◆ Texto de origen ◆
Óleos en alta definición

Cuatro videocreaciones de Bill Viola dialogan con los clásicos en la Academia de Bellas Artes. Las piezas del estadounidense se mezclan entre lienzos de Zurbarán, Goya y Ribera.


Bill Viola, gurú del videoarte, recorre las salas de la Academia de Bellas Artes de San Fernando, en Madrid, rodeado de una nube de cámaras, clicks y periodistas. De pronto, se detiene, y con él su séquito. Señala el Cristo en la cruz, de Alonso Cano (1640), a pocos metros de él, tan resplandeciente que parece retroiluminado por miles de pequeñas bombillas. Agita las manos, hace muecas, resopla y susurra al director del museo: “Eso…Eso… ¡Qué maravilla!”.

◆ Sección de datos ◆
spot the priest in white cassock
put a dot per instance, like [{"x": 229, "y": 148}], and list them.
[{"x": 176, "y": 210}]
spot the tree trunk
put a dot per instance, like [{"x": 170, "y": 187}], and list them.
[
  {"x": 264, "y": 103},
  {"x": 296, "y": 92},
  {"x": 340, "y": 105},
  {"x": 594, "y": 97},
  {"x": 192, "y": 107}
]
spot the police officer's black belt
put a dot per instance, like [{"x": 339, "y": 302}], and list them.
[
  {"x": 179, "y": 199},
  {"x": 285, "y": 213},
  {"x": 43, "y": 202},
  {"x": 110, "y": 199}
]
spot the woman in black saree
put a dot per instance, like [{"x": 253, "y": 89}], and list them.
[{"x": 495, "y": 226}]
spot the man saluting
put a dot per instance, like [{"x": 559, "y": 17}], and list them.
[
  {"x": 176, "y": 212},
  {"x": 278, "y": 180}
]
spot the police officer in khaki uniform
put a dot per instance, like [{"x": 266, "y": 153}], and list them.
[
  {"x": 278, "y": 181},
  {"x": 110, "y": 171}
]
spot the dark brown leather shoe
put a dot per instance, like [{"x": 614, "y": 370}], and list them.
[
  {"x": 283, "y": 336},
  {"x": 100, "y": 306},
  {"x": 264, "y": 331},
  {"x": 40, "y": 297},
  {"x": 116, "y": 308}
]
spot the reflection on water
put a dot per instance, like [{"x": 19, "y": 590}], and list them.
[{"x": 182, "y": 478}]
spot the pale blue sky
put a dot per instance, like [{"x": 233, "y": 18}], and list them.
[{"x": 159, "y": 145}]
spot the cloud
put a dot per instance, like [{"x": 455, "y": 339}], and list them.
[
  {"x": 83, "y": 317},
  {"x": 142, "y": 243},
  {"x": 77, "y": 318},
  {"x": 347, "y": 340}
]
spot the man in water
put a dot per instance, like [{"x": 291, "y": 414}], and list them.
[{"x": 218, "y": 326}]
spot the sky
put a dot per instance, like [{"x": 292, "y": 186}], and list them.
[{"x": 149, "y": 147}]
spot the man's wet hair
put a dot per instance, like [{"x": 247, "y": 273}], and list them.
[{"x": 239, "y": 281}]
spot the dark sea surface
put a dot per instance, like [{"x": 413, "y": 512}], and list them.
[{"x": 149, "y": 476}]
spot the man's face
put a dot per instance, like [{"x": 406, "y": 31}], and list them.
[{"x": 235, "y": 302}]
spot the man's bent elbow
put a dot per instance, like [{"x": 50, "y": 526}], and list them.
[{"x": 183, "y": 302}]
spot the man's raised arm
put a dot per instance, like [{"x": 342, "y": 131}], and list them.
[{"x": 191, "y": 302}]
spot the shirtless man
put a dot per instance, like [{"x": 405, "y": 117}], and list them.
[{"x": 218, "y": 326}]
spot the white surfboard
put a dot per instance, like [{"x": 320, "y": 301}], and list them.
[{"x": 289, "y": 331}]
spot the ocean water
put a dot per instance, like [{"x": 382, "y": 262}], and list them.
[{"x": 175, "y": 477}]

◆ Tarea ◆
Según el texto sobre Bill Viola en la Academia de Bellas Artes, ¿por qué el Cristo en la cruz de Alonso Cano parece retroiluminado?

◆ Respuesta completa ◆
Parece retroiluminado por miles de pequeñas bombillas porque es tan resplandeciente.